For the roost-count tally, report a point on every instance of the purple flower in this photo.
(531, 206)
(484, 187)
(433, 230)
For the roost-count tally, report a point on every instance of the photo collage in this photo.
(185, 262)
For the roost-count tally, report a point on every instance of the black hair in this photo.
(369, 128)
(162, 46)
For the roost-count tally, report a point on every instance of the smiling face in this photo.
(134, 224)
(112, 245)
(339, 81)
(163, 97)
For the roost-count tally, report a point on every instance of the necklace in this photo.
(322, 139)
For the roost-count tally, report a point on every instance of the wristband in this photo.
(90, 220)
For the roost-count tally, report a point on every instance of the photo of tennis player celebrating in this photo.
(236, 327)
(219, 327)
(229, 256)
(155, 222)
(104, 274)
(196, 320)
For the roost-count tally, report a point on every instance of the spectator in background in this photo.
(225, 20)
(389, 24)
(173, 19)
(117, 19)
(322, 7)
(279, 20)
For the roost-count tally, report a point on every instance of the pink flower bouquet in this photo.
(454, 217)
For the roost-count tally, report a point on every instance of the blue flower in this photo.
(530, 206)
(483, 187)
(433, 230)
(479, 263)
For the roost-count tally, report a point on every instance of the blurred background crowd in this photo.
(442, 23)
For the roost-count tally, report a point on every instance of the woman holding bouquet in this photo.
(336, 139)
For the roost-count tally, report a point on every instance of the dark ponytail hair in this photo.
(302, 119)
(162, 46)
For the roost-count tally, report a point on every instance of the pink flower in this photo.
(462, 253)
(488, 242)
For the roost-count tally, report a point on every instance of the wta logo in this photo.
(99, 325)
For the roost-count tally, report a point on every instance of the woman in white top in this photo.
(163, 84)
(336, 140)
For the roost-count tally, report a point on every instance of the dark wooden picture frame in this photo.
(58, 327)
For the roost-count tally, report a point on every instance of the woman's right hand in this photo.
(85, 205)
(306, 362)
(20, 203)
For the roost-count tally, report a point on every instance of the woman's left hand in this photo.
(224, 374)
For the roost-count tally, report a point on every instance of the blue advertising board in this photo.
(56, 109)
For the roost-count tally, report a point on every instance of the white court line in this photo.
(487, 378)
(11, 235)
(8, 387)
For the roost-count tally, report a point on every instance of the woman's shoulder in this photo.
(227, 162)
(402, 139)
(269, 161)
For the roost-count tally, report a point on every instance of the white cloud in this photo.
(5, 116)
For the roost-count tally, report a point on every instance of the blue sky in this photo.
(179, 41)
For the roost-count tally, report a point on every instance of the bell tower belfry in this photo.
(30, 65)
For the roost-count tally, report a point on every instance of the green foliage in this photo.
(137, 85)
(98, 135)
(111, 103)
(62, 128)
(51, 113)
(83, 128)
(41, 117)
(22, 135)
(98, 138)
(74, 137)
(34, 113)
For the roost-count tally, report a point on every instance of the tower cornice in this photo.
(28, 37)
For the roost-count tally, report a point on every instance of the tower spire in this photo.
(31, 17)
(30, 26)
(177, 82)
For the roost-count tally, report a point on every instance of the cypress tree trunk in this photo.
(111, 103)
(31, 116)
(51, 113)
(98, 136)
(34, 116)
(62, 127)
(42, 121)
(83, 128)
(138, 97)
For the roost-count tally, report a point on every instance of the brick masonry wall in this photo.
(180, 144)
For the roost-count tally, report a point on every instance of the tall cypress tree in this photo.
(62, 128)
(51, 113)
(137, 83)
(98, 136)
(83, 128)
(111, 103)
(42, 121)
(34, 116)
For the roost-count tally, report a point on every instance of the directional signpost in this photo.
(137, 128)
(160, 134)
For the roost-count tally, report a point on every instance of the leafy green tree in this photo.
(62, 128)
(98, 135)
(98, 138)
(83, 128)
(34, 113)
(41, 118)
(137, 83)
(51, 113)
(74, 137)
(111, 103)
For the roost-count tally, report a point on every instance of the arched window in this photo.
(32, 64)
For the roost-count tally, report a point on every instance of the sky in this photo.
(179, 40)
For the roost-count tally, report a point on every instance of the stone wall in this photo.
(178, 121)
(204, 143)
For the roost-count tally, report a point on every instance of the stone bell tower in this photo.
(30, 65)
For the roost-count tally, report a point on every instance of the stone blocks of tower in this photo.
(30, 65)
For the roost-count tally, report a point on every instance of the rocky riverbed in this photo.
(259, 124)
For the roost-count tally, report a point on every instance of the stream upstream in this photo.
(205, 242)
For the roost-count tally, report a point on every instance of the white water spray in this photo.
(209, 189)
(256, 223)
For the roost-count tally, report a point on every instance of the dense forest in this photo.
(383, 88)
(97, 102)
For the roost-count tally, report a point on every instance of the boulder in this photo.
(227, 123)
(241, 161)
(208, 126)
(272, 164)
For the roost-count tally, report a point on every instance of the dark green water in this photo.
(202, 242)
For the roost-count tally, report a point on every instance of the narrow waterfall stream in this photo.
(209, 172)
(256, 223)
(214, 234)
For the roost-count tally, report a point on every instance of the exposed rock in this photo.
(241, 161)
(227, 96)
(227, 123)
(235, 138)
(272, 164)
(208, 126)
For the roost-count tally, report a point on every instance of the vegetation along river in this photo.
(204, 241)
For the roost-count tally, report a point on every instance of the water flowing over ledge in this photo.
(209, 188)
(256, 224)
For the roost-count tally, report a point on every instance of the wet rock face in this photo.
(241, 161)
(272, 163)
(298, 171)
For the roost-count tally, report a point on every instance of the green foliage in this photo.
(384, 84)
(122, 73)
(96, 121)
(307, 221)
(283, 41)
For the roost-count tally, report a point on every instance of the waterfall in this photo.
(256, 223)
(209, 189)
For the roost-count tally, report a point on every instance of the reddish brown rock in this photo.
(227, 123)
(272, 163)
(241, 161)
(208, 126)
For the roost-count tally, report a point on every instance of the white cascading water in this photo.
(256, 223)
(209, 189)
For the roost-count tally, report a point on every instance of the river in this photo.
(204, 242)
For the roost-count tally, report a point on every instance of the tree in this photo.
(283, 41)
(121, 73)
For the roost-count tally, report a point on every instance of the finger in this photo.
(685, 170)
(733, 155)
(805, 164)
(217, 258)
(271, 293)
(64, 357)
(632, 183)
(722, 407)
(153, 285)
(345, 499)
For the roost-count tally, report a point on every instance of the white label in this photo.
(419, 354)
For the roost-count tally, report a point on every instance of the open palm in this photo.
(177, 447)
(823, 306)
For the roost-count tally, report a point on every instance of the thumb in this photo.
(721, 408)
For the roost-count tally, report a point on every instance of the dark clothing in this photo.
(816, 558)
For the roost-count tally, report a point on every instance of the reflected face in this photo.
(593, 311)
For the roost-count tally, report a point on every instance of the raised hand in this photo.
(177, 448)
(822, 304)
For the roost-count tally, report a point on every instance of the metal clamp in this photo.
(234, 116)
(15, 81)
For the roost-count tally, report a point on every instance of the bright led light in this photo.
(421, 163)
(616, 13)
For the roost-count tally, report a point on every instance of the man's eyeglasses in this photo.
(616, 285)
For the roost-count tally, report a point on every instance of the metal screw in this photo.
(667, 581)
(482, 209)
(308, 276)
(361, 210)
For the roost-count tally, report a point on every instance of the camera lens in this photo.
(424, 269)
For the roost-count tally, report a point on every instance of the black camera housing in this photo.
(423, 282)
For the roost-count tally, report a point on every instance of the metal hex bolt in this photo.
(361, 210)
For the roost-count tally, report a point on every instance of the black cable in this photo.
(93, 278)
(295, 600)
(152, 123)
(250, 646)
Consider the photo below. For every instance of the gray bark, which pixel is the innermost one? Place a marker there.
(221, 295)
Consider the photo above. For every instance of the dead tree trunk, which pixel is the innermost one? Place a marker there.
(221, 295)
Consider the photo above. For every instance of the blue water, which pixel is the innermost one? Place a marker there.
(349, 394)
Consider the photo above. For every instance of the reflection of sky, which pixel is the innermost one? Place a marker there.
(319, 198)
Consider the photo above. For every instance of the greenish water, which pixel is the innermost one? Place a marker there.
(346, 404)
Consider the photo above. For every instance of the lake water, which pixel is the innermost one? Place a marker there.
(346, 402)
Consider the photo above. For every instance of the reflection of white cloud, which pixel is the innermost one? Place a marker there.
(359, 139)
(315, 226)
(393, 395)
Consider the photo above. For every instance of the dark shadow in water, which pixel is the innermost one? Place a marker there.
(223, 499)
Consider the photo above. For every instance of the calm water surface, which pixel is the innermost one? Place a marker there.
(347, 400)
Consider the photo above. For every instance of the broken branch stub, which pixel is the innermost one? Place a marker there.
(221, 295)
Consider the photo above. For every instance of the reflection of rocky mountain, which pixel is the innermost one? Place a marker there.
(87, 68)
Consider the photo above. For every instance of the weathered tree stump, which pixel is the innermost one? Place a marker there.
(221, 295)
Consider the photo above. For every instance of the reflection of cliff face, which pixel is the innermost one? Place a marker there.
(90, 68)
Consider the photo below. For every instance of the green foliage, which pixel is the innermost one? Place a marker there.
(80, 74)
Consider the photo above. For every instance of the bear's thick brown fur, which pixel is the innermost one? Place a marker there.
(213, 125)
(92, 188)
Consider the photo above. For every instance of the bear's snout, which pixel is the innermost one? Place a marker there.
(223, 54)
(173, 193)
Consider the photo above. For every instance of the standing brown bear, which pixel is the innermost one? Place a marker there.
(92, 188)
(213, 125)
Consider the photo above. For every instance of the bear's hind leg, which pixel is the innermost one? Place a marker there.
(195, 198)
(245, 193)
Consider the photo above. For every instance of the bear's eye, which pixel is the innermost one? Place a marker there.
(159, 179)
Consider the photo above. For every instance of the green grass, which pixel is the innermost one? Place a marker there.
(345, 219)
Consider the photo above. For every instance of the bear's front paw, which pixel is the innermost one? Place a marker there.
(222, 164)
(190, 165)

=-=-=

### [What to work on]
Rewrite the part of the items that opens with the line containing "Consider the photo above. For every instance of the bear's hind" and runs through the end of the items, changing "hind leg" to "back leg" and keeping everything else the same.

### [Written response]
Consider the photo above. For every instance of the bear's back leg, which pixel is the innermost one? Place a marker there.
(195, 198)
(245, 193)
Consider the photo above. For every instance of the bear's eye, which pixel is the innermost one? Place a marker there.
(159, 179)
Consider the photo above. For every instance of the green grass, which pixel is the innermost one? Place a marker there.
(345, 219)
Consider the photo above. For every instance of the bear's front paw, which pixel is the innermost one? Place a marker there.
(222, 164)
(190, 165)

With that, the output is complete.